Aim | In the passage about US tight oil, what was tight oil production in 2016?

Passage given |

The agency said that fracking oil production is expected to ramp up to 6 million barrels per day, well into next decade. Output will then plateau around 2025, “as tight oil development moves into less productive areas.”

Production of tight oil—petroleum stored in impermeable rocks—fell to 4.6 million barrels per day in 2016, from 4.87 million in 2015, according to recently released EIA data. The agency projects that output will continue to slide this year, before picking back up again in 2018.

The report concedes that market fluctuations could render the predictions inaccurate. EIA officials said prices around $43 per barrel would see tight oil constitute less than half of US crude output by 2040, while high prices, at more than $200 per barrel, could see future production exceed current expectations by some 5 million barrels per day.

US oil output has declined over the past two years, mirroring a drop in the price of crude petroleum on global markets. Oil went for as high as $110 per barrel in 2014, only to fall to less than $30 per barrel by early 2016. Total petroleum production in the US dropped in 2016—to 8.74 million barrels per day from 9.41 million in 2015.

The price of oil on world markets is currently at around $55 per barrel, up from about $45 in late November.

As Monday’s EIA report noted, much of the country’s tight oil comes from the Bakken region of North Dakota, which the controversial Dakota Access Pipeline is being constructed to serve.

Construction of the pipeline over Lake Oahe has been held up in federal court because the waterway is considered valuable and sacred to the Standing Rock and Cheyenne River Sioux Tribes. District Judge James Boasberg is expected on Monday afternoon to hear arguments in the two tribes’ lawsuit, at a federal court in Washington.

Not long after inauguration, President Donald Trump issued an executive order calling on the US Army Corps of Engineers to expedite the approval process—a move that the Sioux tribes say was illegal.

Before leaving office, the Obama administration had ordered the corps to conduct an environmental impact statement on the Lake Oahe crossing—a review that would take roughly two years to complete.

Provided information |
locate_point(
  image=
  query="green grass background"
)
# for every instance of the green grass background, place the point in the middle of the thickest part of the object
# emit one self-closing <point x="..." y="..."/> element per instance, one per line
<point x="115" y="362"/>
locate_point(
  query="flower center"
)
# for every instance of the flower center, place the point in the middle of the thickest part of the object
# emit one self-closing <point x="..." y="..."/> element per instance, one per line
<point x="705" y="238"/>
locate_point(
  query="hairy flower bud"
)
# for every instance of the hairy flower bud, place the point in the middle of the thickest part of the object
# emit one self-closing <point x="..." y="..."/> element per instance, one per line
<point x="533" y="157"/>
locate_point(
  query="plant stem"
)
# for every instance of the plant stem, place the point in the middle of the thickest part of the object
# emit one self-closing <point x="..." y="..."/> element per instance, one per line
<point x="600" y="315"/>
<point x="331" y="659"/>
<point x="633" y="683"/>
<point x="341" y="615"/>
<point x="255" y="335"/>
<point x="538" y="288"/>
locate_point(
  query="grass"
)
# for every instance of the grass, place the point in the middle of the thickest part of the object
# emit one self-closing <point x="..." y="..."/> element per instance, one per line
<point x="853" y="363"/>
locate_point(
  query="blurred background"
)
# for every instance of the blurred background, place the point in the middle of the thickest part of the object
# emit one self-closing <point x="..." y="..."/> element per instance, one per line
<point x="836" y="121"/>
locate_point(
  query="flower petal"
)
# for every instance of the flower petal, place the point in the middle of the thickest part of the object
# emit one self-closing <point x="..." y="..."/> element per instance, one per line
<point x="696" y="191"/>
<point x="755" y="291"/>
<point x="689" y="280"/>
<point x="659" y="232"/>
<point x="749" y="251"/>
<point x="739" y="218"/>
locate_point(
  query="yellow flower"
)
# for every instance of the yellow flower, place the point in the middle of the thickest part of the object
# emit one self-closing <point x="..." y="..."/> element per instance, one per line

Correct answer | 4.6 million barrels per day.